----- EXTRACT TO READ -----
From their beginnings in 1854 and 1859, respectively, the Indianapolis Police Department (IPD) (see Indianapolis Metropolitan Police Department and the Indianapolis Fire Department (IFD) recruited officers only from the white population. The death of Edward Phillips changed this practice.  

On the evening of March 1, 1876, three white police officers, patrolmen Scantlin, Wombaugh, and Benner, arrived at the northwest side home of Mary Clark to issue a warrant for the arrest of Phillips, an African American, on charges of adultery. Cornered inside the home, Phillips agreed to accompany the officers. Once outside, Phillips fled. The officers chased Phillips, with Scantlin firing two warning shots. A third shot wounded Phillips as he attempted to scale a fence.    

Officer Wombaugh demanded that Phillips walk to the station or suffer a beating for noncompliance. An African American passerby offered to load Phillips in his wheelbarrow to carry him to the station. Instead, the officers dragged Phillips a half mile to a streetcar stop, placed him on a streetcar, and then dragged him another half mile to police headquarters, where he was placed in an overcrowded cell. The next day a doctor making rounds in the jail found a semiconscious Phillips, who complained of an untreated gunshot wound and pain. 

The doctor instructed officers to move Phillips to City Hospital (see Sidney & Lois Eskenazi Hospital) for treatment. There, surgeons determined Phillips’ wounds were mortal. Before dying, Phillips’ employer, attorney, and justice of the peace William H. Schmitt, arrived to hear Phillips’ version of the shooting. Schmitt used Phillips’s account to spur Marion County Coroner James H. Fuller to investigate Phillips’ claim. A coroner’s inquest ruled Phillips’ death a homicide.  

The coroner’s decision forced Marion County Prosecutor J. M. Cropsey to file murder charges against two of the officers, John Wombaugh and John Scantlin, who stood trial in the Marion County Superior Court (see Courts in Marion County) in April 1876. The trial is believed to be the second known instance at that point in U.S. history that a white police officer stood trial for killing an African American. The first instance occurred six months earlier in Baltimore, Maryland, when Officer Patrick McDonald stood trial for killing Daniel Brown, a Black man. A jury of all-white men found McDonald not guilty of murder. Similarly, the jury of white males found the officers in Indianapolis not guilty, leaving a substantial number of Black and white residents outraged. The judge, William C. Buskirk, told a newspaper reporter that he believed the officers were overcharged. 

The trial took place weeks before the May 1876 presidential primary elections. African Americans had become newly enfranchised just six years prior and became a source of votes, and Reverend Willis Revels of the Bethel AME Church promised a boycott of the election for both Republican and Democratic candidates. To ensure the Black community’s vote, Mayor John Caven promised to hire Blacks to public safety jobs in return for the political support of the Black community. On May 2, 1876, every Republican incumbent won his seat, and on May 19, 1876, Indianapolis hired two African American policemen, an African American jailer, and four African American firefighters. Phillips’s death led to Mayor Caven successfully keeping the Black vote for the Indianapolis Republican party while simultaneously desegregating public safety jobs.
----- ENTRIES SHOWN -----
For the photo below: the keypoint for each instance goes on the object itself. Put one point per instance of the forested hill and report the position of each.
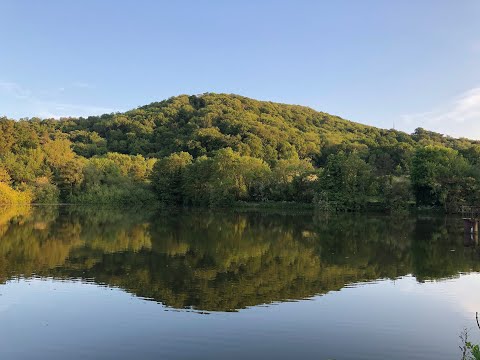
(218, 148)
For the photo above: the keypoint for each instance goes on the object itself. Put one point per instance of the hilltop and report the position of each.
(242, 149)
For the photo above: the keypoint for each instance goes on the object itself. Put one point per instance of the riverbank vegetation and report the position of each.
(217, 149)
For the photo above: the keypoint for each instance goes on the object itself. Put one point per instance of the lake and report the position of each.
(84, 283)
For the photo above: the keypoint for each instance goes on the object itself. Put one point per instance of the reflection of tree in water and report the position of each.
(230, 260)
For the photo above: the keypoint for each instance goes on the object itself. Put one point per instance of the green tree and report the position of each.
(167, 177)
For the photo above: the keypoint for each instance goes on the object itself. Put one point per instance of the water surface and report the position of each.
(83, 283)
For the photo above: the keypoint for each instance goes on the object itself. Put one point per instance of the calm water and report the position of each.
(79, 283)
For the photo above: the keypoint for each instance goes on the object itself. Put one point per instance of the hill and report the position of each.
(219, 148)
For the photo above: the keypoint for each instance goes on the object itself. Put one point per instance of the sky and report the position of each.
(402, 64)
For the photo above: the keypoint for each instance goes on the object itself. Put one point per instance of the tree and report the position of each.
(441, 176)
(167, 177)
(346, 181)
-----
----- ENTRIES SHOWN -----
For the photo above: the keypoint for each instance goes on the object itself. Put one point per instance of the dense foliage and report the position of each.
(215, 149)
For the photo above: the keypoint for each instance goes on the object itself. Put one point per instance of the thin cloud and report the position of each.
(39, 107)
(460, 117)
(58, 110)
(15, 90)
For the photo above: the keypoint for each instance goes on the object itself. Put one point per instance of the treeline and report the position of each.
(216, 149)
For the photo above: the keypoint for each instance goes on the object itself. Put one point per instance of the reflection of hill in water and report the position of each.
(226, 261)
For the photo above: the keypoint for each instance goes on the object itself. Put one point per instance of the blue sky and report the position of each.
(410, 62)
-----
----- ENTRIES SHOWN -----
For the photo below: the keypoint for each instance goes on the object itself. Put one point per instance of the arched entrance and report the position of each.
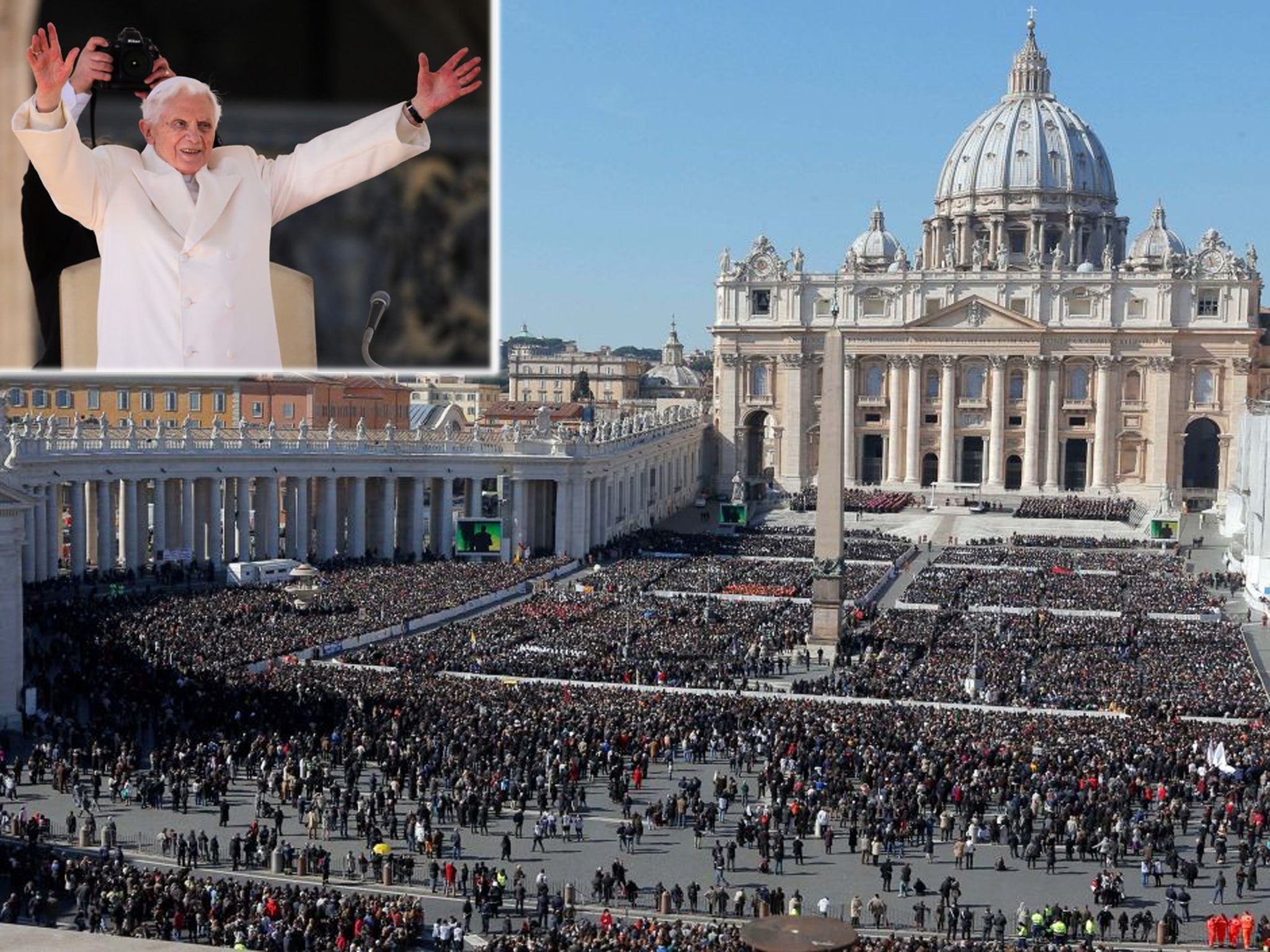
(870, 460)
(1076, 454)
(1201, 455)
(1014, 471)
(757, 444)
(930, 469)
-----
TASK PROMPT: Update the account of Edward Phillips by writing out the part that opens with the words "The doctor instructed" and closes with "death a homicide.", with "surgeons" changed to "physicians". The data has no connection to the passage about Edward Phillips.

EXERCISE OUTPUT:
The doctor instructed officers to move Phillips to City Hospital (see Sidney & Lois Eskenazi Hospital) for treatment. There, physicians determined Phillips’ wounds were mortal. Before dying, Phillips’ employer, attorney, and justice of the peace William H. Schmitt, arrived to hear Phillips’ version of the shooting. Schmitt used Phillips’s account to spur Marion County Coroner James H. Fuller to investigate Phillips’ claim. A coroner’s inquest ruled Phillips’ death a homicide.